Text section »
------------------------------------------------------------------------

Transient de-protonation of the chromophore affects protein dynamics proximal and distal to the linear tetrapyrrole chromophore in phytochrome Cph1.

Phytochromes are biological red/far-red light sensors found in many organisms. Prototypical phytochromes including Cph1 from the cyanobacterium Synechocystis 6803 act as photochemical switches that interconvert between stable red (Pr) and metastable far-red (Pfr) - absorbing states induced by photoisomerization of the bilin chromophore. The connection between photoconversion and the cellular output signal involves light-mediated global structural changes in the interaction between the photosensory module (PAS-GAF-PHY) and the C-terminal transmitter (output) module, usually a histidine kinase, as in the case of Cph1. The chromophore deprotonates transiently during the Pr → Pfr photoconversion in association with extensive global structural changes required for signal transmission. Here, we performed equilibrium studies in the Pr-state, involving pH-titration of the linear tetrapyrrole chromophore in different Cph1 constructs, and measurement of pH-dependent structural changes at various positions in the protein using picosecond time-resolved fluorescence anisotropy. The fluorescent reporter group was attached at positions 371 (PHY domain), 305 (GAF domain) and 120 (PAS domain), as well as at sites in the PAS-GAF bidomain. We show direct correlation of chromophore deprotonation with pH-dependent conformational changes in the various domains. Our results suggest that chromophore deprotonation is closely associated with a higher protein mobility (conformational space) both in proximal and distal protein sites, implying a causal relationship that might be important for the global large protein arrangements and thus intramolecular signal transduction.

------------------------------------------------------------------------

Supplied entries »
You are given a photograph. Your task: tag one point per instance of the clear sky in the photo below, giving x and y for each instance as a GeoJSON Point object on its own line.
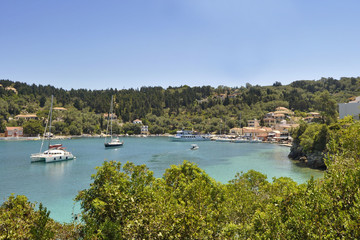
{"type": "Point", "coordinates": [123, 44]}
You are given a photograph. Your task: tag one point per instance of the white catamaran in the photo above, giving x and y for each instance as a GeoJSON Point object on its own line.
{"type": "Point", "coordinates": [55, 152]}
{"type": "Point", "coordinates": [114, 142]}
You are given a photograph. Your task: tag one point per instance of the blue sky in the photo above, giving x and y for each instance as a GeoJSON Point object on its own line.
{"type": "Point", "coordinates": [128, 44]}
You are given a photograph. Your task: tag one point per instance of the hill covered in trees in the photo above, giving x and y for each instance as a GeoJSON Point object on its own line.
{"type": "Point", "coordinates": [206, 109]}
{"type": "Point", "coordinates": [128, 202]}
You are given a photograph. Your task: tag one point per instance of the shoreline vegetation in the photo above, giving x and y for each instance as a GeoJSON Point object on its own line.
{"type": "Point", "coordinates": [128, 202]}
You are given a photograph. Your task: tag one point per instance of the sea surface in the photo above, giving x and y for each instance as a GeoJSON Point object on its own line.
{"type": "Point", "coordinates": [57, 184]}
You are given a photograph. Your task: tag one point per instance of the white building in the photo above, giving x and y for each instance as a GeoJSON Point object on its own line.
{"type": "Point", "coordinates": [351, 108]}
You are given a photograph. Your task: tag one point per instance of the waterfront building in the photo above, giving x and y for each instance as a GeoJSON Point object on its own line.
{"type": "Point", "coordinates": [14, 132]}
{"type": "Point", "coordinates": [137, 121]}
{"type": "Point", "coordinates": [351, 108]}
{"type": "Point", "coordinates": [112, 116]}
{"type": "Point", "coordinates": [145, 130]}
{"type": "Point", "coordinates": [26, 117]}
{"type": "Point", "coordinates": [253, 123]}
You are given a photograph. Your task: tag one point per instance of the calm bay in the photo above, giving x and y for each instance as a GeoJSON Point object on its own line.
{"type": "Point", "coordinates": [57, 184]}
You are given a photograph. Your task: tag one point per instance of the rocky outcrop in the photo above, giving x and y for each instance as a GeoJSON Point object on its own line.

------------------------------------------------------------------------

Answer these about the text on phytochrome Cph1:
1. Which organism is Cph1 from?
2. What method was used to measure pH-dependent structural changes in the protein?
3. In which domain is position 305?

1. The cyanobacterium Synechocystis 6803
2. Picosecond time-resolved fluorescence anisotropy
3. The GAF domain